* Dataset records
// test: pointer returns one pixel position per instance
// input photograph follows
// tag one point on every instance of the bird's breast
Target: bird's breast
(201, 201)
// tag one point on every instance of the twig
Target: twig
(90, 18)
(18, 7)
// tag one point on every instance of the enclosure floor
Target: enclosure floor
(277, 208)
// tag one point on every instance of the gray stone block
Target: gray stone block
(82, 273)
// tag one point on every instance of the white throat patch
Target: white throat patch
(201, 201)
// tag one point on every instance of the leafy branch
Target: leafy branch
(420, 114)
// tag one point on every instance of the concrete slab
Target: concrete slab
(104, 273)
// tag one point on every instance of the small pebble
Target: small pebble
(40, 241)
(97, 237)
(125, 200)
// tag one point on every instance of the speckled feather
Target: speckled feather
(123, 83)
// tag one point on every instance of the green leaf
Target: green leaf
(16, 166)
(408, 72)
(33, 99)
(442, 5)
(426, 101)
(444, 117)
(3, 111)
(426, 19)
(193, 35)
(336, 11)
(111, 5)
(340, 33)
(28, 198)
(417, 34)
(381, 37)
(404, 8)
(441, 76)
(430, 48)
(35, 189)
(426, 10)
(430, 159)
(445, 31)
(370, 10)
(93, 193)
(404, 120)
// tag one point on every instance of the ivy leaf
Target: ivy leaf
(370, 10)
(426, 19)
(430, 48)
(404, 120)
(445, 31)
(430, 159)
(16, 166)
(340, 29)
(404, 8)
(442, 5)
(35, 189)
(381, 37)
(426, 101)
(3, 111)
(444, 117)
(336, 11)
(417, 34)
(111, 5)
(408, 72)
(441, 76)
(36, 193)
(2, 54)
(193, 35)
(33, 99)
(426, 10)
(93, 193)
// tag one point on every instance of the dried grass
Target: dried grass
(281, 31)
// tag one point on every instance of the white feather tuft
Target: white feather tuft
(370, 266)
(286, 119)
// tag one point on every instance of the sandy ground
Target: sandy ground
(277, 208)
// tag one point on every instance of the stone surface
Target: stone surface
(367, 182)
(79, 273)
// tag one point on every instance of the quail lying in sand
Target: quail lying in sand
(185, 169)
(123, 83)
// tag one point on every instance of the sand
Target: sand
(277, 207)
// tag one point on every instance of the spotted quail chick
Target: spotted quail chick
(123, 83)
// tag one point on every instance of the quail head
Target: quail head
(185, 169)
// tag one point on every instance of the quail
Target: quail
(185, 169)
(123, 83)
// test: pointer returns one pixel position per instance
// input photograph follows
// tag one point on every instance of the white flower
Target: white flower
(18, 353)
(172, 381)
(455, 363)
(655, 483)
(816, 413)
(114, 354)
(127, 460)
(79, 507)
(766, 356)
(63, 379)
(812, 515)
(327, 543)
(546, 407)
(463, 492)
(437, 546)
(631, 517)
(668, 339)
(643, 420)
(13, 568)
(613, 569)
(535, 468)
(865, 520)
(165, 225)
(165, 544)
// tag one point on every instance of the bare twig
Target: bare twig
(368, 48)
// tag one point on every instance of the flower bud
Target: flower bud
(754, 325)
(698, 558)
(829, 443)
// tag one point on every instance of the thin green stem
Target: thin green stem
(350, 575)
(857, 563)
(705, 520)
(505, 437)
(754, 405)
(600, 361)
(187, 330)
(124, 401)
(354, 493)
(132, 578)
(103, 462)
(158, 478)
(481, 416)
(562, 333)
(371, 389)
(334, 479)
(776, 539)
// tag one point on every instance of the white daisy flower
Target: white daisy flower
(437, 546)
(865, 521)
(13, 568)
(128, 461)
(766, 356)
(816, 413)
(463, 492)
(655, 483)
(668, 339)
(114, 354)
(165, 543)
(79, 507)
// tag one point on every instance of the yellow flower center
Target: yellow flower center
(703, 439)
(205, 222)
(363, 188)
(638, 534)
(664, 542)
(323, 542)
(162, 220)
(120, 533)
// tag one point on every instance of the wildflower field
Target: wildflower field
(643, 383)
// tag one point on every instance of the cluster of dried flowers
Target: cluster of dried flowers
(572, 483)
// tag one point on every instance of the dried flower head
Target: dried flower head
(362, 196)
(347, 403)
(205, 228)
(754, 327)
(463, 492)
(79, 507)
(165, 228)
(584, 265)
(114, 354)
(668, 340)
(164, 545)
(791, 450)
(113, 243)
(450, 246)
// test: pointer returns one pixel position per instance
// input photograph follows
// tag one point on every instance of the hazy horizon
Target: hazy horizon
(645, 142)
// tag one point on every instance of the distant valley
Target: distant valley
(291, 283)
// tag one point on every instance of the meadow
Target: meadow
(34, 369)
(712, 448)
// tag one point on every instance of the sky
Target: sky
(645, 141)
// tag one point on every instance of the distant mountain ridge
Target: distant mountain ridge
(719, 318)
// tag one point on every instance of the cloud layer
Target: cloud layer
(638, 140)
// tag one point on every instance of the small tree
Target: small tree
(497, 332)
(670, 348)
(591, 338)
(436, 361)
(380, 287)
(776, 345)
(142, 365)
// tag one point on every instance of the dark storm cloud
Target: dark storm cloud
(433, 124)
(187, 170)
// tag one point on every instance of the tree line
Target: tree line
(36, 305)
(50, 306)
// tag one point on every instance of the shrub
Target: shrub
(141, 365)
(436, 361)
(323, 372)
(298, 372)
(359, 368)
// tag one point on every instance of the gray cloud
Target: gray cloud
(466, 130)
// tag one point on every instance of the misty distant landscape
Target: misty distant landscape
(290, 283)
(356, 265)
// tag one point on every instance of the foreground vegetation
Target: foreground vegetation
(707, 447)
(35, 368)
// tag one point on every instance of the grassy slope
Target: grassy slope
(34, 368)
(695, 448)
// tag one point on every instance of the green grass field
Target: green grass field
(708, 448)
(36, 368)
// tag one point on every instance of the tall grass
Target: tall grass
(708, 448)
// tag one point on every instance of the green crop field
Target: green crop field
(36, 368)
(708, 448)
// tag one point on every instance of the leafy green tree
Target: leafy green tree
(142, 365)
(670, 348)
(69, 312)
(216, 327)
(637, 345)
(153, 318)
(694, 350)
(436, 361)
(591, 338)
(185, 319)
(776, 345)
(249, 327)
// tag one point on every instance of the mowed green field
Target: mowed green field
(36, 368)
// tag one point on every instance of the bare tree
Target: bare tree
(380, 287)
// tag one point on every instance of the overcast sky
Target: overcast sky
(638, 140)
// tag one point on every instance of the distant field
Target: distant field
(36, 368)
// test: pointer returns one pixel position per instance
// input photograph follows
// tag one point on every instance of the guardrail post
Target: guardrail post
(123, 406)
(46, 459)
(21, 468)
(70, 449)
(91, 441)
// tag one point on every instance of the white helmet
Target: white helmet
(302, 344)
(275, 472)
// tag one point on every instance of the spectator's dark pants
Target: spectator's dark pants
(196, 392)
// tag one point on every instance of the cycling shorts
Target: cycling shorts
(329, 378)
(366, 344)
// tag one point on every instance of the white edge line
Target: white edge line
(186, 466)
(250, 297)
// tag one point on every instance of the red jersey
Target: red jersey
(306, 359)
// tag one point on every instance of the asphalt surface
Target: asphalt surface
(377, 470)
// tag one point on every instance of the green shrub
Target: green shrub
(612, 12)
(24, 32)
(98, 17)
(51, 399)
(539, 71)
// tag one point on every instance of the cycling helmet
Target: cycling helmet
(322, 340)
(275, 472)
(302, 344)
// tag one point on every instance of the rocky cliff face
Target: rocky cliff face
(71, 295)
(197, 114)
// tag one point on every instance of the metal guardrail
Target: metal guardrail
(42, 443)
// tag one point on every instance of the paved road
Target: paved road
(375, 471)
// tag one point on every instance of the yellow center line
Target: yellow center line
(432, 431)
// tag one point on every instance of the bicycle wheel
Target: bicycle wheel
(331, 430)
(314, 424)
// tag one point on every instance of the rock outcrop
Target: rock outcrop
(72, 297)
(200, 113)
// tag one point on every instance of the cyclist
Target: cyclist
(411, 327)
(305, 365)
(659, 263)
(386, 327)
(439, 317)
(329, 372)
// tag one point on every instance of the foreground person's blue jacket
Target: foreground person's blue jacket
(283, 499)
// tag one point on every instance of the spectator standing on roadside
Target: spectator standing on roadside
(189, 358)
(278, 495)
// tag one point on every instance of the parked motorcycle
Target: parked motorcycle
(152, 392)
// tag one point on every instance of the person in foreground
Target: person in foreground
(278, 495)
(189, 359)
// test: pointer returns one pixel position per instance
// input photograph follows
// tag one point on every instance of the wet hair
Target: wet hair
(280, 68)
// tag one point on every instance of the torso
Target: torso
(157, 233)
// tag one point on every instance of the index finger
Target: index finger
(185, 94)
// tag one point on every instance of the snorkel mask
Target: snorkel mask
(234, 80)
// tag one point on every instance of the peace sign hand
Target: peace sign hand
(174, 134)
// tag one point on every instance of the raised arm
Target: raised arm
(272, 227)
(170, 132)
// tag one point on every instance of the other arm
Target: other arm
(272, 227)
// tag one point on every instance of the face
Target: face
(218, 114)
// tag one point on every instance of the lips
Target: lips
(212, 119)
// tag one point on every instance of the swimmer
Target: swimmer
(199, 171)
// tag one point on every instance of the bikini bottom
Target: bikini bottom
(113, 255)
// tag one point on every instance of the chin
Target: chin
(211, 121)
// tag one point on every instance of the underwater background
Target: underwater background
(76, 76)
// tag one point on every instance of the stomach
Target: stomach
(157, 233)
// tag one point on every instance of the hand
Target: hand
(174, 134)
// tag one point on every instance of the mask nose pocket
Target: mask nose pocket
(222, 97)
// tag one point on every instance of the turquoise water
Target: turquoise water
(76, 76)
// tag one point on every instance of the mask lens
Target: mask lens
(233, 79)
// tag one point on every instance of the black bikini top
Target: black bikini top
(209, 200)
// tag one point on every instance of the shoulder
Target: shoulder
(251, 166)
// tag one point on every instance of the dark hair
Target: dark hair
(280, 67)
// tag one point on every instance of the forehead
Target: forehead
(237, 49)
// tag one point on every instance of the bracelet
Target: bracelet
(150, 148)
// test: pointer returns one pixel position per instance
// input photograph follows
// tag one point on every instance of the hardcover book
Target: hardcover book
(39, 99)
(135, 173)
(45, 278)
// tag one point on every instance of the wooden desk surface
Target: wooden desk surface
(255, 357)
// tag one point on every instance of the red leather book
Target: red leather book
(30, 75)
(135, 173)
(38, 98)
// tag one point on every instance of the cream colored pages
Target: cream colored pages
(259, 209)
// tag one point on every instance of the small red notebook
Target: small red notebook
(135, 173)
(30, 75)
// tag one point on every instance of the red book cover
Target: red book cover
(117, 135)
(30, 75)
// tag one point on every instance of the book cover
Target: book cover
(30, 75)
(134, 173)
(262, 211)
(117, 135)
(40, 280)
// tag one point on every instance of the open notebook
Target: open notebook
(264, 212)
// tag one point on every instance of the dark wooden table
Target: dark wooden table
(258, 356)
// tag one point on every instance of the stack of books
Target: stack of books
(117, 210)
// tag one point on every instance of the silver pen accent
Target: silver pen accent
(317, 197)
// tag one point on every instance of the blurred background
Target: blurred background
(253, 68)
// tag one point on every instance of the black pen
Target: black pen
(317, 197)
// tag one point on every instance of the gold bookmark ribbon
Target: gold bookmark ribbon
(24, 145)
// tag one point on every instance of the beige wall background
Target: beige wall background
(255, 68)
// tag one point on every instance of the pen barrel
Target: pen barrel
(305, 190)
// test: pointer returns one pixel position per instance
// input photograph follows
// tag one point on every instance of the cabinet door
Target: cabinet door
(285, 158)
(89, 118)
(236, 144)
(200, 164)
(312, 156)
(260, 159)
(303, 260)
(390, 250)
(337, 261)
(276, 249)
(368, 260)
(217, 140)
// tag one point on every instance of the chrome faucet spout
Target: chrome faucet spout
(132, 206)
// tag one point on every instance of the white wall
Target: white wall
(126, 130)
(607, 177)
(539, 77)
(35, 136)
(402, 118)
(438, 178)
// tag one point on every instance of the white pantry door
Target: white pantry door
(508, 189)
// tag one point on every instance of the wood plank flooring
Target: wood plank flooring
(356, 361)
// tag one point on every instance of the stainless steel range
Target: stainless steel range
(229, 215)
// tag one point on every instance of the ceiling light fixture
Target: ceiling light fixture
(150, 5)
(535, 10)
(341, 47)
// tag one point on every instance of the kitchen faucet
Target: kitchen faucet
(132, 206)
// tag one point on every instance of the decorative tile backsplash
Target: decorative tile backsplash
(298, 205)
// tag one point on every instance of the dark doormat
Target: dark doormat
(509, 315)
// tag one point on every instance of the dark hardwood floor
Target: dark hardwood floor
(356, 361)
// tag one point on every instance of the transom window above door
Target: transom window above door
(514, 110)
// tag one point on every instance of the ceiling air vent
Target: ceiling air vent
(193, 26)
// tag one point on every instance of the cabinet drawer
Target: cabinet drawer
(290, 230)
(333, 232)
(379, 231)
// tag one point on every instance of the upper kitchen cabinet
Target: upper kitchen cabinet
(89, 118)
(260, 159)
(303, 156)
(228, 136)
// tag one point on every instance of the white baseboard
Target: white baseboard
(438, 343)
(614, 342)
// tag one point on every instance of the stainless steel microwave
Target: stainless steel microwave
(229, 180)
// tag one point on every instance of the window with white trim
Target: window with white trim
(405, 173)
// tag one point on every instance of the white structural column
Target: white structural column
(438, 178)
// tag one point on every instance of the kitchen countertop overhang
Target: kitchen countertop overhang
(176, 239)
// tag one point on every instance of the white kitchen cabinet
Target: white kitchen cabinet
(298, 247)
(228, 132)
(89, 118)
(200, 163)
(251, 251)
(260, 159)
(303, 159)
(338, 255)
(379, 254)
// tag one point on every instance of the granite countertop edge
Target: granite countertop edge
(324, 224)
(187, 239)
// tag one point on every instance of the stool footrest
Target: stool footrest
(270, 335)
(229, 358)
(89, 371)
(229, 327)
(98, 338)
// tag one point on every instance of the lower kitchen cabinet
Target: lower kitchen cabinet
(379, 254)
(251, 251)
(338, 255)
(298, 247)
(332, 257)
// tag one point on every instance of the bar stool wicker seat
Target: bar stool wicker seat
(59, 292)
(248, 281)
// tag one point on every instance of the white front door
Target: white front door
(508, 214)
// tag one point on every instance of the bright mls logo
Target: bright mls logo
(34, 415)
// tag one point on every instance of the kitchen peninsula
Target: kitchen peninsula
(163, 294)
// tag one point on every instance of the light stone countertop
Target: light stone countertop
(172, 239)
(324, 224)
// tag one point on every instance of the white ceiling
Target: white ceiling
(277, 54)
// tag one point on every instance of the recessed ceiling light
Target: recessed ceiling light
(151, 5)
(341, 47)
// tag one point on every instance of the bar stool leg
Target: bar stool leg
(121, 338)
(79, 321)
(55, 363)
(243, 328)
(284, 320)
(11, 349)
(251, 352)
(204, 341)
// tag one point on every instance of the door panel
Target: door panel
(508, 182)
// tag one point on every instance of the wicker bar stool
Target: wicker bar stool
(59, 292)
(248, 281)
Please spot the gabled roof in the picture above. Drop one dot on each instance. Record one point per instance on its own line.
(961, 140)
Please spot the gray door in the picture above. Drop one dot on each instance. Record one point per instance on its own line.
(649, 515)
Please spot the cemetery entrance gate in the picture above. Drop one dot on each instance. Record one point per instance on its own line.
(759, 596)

* Work to be completed
Reproduce the entries exactly, but only from their first line to the line holding "the leafy branch", with that last line kept.

* Response to this task
// test: pointer returns one pixel position per instance
// input photograph follows
// tag one point on every instance of the bird's breast
Target: bird's breast
(201, 201)
// tag one point on every instance of the twig
Target: twig
(90, 18)
(18, 7)
// tag one point on every instance of the enclosure floor
Target: enclosure floor
(277, 208)
// tag one point on every instance of the gray stone block
Target: gray stone block
(82, 273)
// tag one point on every instance of the white throat patch
Target: white throat patch
(201, 201)
// tag one point on every instance of the leafy branch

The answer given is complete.